== Records supplied ==

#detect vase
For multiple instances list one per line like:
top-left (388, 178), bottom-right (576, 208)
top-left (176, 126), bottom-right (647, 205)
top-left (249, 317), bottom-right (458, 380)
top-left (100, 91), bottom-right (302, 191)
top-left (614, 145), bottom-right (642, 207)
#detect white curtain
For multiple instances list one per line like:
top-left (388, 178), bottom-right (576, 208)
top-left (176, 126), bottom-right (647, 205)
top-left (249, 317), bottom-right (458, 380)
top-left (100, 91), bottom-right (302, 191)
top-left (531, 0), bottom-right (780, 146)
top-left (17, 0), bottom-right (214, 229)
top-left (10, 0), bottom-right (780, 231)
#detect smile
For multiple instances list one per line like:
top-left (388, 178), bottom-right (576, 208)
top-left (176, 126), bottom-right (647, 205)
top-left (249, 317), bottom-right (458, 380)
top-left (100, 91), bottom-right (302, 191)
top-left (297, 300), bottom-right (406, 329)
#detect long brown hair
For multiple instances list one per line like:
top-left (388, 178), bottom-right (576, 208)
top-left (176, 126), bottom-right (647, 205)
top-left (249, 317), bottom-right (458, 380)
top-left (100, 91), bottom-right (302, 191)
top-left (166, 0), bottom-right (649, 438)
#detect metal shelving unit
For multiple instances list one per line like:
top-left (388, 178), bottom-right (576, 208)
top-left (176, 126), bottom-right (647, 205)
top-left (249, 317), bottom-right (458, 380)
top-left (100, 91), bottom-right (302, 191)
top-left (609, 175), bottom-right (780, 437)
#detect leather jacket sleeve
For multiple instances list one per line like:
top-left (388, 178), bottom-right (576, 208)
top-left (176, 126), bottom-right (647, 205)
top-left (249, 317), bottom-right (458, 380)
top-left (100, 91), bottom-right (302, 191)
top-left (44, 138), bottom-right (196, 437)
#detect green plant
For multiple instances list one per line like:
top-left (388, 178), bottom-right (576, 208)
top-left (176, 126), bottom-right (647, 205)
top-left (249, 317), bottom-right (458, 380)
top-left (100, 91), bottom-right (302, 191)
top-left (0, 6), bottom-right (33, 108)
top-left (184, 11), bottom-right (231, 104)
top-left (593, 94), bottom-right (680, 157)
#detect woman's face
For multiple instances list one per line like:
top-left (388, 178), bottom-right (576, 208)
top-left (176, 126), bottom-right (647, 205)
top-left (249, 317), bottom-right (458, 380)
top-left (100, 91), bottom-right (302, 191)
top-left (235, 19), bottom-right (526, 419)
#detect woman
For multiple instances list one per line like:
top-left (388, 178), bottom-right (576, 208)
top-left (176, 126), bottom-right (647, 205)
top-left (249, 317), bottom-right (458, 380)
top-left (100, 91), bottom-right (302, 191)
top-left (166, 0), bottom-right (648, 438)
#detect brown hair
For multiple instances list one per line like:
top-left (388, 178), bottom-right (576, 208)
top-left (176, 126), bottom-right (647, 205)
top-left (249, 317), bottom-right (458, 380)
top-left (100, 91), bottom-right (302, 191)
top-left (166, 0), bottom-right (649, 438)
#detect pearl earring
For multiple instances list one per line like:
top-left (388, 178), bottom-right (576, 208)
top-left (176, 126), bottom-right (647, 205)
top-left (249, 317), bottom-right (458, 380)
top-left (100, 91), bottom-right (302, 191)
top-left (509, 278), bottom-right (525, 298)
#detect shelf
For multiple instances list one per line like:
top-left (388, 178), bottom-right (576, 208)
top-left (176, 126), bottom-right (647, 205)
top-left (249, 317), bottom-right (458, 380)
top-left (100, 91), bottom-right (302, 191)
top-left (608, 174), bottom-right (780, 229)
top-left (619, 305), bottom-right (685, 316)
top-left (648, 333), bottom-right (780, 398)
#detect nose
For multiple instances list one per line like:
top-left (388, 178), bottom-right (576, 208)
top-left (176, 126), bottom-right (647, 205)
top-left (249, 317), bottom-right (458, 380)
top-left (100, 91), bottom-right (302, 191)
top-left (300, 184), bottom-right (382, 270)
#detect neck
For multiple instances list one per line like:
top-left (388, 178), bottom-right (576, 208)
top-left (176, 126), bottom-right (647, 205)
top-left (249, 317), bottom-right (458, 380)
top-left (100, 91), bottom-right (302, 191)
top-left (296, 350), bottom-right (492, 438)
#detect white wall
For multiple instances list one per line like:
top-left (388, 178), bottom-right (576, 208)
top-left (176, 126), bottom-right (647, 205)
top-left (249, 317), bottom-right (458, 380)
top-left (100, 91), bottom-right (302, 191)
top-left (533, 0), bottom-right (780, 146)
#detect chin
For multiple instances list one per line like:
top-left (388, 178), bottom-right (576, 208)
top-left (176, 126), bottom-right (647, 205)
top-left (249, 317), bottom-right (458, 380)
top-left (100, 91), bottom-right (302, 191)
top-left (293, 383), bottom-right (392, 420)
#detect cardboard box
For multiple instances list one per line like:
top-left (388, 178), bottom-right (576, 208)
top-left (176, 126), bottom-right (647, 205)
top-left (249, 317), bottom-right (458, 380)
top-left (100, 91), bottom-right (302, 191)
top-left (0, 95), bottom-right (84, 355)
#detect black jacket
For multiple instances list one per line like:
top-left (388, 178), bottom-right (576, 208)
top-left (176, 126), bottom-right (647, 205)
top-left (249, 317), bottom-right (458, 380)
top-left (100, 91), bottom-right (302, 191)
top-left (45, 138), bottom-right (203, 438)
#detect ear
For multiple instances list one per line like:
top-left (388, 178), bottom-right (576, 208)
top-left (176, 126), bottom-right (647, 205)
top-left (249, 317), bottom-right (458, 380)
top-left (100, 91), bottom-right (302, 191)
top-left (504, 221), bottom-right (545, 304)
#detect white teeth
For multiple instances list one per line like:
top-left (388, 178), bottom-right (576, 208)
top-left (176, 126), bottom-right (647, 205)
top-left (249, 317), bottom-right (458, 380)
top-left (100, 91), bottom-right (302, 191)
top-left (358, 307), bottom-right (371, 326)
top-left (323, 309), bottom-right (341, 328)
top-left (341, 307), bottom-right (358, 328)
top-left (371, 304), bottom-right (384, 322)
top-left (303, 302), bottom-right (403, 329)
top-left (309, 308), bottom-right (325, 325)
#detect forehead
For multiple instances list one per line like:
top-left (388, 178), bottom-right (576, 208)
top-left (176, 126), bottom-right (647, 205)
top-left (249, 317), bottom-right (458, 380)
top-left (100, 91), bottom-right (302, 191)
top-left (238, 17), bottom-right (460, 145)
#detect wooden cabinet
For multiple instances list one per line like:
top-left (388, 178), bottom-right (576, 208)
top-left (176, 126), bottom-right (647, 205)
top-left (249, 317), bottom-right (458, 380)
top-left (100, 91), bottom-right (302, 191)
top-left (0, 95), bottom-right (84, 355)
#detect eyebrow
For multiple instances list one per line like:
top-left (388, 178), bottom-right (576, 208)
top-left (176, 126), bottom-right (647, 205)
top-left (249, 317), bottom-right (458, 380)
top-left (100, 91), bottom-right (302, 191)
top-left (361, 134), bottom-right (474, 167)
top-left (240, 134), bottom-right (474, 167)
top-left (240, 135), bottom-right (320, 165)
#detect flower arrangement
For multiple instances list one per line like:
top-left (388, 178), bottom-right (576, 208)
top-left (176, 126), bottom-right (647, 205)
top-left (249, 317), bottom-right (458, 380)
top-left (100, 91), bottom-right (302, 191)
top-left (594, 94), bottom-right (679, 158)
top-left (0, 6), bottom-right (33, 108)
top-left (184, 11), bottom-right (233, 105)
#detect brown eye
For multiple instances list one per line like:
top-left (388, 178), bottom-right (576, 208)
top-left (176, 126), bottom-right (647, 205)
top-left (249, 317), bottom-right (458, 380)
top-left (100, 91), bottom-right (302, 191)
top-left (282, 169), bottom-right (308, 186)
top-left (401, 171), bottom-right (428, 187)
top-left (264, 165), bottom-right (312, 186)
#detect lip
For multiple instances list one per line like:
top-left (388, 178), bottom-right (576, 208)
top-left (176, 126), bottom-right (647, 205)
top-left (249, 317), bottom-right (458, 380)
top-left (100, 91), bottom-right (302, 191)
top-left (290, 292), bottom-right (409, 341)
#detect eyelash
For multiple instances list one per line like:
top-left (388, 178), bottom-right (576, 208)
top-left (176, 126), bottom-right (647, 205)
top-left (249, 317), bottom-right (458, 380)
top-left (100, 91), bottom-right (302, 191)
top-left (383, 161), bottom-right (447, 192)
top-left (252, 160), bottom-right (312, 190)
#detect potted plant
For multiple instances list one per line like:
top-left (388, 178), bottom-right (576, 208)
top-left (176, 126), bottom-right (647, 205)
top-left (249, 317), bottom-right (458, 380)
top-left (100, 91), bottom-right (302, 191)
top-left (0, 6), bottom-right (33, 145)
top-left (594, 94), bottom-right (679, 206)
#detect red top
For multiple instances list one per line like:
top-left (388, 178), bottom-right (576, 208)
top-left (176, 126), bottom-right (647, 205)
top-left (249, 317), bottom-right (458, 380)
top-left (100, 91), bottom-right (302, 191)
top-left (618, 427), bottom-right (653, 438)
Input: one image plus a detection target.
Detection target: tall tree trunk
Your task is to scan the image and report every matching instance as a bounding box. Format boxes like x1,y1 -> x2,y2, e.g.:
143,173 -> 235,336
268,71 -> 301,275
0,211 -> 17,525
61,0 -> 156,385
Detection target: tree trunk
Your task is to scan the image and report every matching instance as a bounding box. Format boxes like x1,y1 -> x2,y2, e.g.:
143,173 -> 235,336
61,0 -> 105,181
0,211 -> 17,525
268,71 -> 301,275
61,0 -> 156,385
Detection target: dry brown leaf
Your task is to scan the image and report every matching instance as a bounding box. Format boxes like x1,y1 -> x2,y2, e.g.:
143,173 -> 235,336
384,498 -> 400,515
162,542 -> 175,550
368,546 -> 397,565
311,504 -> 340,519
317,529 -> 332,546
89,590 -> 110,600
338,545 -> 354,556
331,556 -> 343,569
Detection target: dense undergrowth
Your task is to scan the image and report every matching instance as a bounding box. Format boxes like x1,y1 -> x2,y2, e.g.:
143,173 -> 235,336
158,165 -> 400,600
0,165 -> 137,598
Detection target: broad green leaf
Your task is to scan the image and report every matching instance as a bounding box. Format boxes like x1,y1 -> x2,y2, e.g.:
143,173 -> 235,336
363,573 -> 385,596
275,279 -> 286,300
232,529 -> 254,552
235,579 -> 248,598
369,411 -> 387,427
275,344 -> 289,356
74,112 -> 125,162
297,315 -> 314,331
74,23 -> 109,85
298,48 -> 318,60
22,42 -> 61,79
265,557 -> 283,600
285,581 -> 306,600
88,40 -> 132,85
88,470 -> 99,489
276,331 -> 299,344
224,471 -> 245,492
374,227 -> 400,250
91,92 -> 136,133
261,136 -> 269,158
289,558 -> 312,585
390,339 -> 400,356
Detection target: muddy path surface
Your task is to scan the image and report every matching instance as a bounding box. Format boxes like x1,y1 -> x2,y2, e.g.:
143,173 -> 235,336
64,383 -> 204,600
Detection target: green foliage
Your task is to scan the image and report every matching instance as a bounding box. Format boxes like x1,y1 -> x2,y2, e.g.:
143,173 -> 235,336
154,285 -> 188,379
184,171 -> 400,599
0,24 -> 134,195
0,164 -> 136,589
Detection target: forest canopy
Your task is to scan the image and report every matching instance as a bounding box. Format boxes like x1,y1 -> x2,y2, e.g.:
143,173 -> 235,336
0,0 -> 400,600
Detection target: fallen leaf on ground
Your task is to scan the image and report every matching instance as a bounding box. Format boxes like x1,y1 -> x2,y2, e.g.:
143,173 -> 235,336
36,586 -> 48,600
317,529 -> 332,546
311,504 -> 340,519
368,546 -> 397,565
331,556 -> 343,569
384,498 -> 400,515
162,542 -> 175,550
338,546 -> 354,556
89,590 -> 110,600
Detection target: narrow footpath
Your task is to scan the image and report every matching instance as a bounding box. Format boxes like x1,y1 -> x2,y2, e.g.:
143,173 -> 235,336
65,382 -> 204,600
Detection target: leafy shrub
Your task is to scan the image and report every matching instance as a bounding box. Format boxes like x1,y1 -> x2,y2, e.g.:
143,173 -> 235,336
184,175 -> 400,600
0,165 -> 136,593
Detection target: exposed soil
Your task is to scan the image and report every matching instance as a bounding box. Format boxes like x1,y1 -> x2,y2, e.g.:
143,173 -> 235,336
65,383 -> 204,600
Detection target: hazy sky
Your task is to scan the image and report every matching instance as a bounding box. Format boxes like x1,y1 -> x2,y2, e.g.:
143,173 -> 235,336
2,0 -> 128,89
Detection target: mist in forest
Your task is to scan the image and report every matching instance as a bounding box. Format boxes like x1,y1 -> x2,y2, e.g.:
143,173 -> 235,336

== Stated task ==
Copy the entries starting at the line containing "Detection target: hazy sky" and ending at the last line of the entries, with "mist in forest" changed to "forest fog" and nothing else altered.

== Task answer ==
Detection target: hazy sky
Your task is to scan the image and report every matching instance as a bounding box. Format boxes like x1,y1 -> x2,y2, e.g.:
143,173 -> 235,336
2,0 -> 128,89
Detection target: forest fog
Your task is to scan the image and report every matching instance as a bounding box. Format boxes like x1,y1 -> x2,y2, e.g.:
143,173 -> 235,336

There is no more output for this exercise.